> **서술형 문제**
아래 데이터의 모든 줄을 한 글자도 바꾸지 말고 옮겨 적으세요.

데이터셋 항목:
──────────

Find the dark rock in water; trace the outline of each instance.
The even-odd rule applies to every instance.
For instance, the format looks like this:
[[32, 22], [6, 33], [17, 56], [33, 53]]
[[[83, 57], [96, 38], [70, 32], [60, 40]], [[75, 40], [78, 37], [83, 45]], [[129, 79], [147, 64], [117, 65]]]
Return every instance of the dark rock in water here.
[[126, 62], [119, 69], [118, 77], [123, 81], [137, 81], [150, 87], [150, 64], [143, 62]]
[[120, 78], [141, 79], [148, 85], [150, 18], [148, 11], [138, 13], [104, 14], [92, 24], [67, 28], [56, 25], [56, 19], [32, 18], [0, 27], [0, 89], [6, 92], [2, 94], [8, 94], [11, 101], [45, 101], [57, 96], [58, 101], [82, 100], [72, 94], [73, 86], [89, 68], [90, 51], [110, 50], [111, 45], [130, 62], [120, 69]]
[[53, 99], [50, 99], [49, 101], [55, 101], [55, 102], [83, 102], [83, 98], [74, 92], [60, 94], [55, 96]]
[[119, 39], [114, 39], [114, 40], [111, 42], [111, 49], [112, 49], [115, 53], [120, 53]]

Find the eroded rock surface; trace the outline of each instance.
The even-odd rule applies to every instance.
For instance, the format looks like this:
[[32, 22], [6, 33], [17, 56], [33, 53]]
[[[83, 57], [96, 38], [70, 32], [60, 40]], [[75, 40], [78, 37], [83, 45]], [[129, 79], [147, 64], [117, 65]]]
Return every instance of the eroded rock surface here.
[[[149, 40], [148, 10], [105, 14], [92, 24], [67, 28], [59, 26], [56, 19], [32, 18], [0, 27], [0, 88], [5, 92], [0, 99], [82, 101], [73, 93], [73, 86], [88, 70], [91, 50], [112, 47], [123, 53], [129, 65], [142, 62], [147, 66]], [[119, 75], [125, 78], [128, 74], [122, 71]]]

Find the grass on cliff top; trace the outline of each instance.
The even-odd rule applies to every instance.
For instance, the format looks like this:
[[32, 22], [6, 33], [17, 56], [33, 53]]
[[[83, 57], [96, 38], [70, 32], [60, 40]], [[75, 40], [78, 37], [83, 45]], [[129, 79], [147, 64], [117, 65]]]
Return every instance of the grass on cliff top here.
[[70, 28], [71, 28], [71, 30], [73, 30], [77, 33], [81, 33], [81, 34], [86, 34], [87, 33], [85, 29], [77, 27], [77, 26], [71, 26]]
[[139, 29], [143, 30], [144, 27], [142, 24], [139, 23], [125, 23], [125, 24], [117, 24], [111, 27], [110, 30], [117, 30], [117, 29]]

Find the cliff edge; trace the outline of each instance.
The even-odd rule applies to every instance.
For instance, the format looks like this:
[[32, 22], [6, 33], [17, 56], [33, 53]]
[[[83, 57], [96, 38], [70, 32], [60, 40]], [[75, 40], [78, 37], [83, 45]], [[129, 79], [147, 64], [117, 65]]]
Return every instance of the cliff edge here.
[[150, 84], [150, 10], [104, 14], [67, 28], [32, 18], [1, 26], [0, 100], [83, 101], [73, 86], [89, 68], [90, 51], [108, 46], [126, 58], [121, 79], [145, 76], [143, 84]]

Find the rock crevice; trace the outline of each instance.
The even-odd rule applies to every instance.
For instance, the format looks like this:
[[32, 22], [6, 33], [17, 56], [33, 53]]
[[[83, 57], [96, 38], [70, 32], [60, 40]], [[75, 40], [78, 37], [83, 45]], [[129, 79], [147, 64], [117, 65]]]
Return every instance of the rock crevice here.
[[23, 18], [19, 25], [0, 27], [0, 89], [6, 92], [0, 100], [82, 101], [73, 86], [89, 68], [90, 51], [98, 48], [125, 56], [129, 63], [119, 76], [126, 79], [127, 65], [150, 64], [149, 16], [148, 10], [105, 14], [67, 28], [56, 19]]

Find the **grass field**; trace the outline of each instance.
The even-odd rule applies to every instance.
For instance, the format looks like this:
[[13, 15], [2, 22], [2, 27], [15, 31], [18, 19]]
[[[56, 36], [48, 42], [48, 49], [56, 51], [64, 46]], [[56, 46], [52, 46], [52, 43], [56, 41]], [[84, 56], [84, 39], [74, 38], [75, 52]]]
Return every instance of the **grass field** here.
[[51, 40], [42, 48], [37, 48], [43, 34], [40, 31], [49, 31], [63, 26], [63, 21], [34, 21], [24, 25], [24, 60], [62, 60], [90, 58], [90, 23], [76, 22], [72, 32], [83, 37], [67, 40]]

──────────

> **문제 풀이**
Find the dark rock in water; trace the outline of each instance.
The even-odd rule applies to every instance.
For instance, the format looks like this:
[[32, 22], [6, 33], [17, 56], [33, 53]]
[[[83, 57], [96, 38], [70, 32], [60, 40]], [[75, 40], [78, 37], [83, 45]], [[129, 79], [147, 64], [117, 65]]]
Return every instance of the dark rock in water here.
[[126, 62], [119, 69], [118, 77], [123, 81], [137, 81], [150, 87], [150, 64], [143, 62]]
[[120, 78], [141, 79], [148, 85], [150, 18], [148, 11], [138, 13], [104, 14], [92, 24], [67, 28], [56, 25], [56, 19], [32, 18], [0, 27], [0, 89], [6, 92], [2, 94], [8, 94], [11, 101], [45, 101], [57, 96], [58, 101], [82, 100], [72, 94], [73, 86], [89, 68], [90, 51], [110, 50], [111, 45], [130, 62], [120, 69]]
[[53, 99], [50, 99], [49, 101], [55, 101], [55, 102], [83, 102], [83, 98], [74, 92], [60, 94], [55, 96]]
[[119, 39], [114, 39], [114, 40], [111, 42], [111, 49], [112, 49], [115, 53], [120, 53]]

Find the eroded rock surface; trace the outline of each instance.
The even-odd rule applies to every instance.
For instance, the format looks like this:
[[32, 22], [6, 33], [17, 56], [33, 53]]
[[[83, 57], [96, 38], [70, 32], [60, 40]], [[75, 40], [78, 37], [83, 45]], [[129, 79], [147, 64], [117, 65]]]
Return every instance of the eroded rock surface here.
[[[149, 40], [148, 10], [105, 14], [92, 24], [67, 28], [59, 26], [56, 19], [32, 18], [0, 27], [0, 88], [5, 92], [0, 99], [82, 101], [73, 93], [73, 86], [88, 70], [91, 50], [112, 47], [123, 53], [129, 65], [142, 62], [147, 66]], [[119, 75], [125, 78], [128, 74], [122, 71]]]

Find the grass on cliff top; trace the outline of each instance.
The even-odd rule applies to every instance.
For instance, the format looks like this:
[[32, 22], [6, 33], [17, 56], [33, 53]]
[[[83, 57], [96, 38], [70, 32], [60, 40]], [[75, 40], [78, 37], [83, 45]], [[129, 79], [147, 64], [117, 65]]]
Return every instance of the grass on cliff top here.
[[70, 28], [71, 28], [71, 30], [73, 30], [77, 33], [81, 33], [81, 34], [86, 34], [87, 33], [85, 29], [77, 27], [77, 26], [71, 26]]
[[139, 29], [143, 30], [144, 27], [142, 24], [139, 23], [125, 23], [125, 24], [117, 24], [111, 27], [110, 30], [117, 30], [117, 29]]

Find the cliff edge; trace the outline of each instance.
The even-odd rule applies to every instance.
For instance, the format looks like this:
[[32, 22], [6, 33], [17, 56], [33, 53]]
[[[83, 57], [96, 38], [70, 32], [60, 40]], [[75, 40], [78, 37], [83, 45]], [[129, 79], [147, 64], [117, 65]]]
Return every instance of the cliff edge here.
[[150, 84], [150, 10], [104, 14], [67, 28], [32, 18], [1, 26], [0, 100], [83, 101], [73, 86], [89, 68], [90, 51], [108, 46], [126, 58], [121, 79], [145, 76], [143, 84]]

Find the rock crevice; trace the outline of each instance.
The even-odd rule applies to every instance.
For instance, the format looks like this:
[[32, 22], [6, 33], [17, 56], [33, 53]]
[[[83, 57], [96, 38], [70, 32], [60, 40]], [[75, 40], [78, 37], [83, 45]], [[129, 79], [147, 64], [117, 65]]]
Return every instance of the rock crevice here.
[[23, 18], [19, 25], [0, 27], [0, 89], [6, 92], [0, 100], [82, 101], [73, 86], [89, 68], [90, 51], [98, 48], [125, 56], [129, 63], [119, 76], [126, 79], [127, 65], [150, 64], [149, 16], [148, 10], [105, 14], [67, 28], [56, 19]]

Find the **grass field**; trace the outline of each instance.
The even-odd rule applies to every instance.
For instance, the format looks like this:
[[13, 15], [2, 22], [2, 27], [15, 31], [18, 19]]
[[[56, 36], [48, 42], [48, 49], [56, 51], [64, 46]], [[56, 46], [52, 46], [52, 43], [56, 41]], [[84, 56], [84, 39], [74, 38], [75, 52]]]
Return every instance of the **grass field** here.
[[51, 40], [42, 48], [37, 48], [43, 34], [40, 31], [49, 31], [63, 26], [63, 21], [34, 21], [24, 25], [24, 60], [62, 60], [90, 58], [90, 23], [76, 22], [72, 32], [83, 37], [67, 40]]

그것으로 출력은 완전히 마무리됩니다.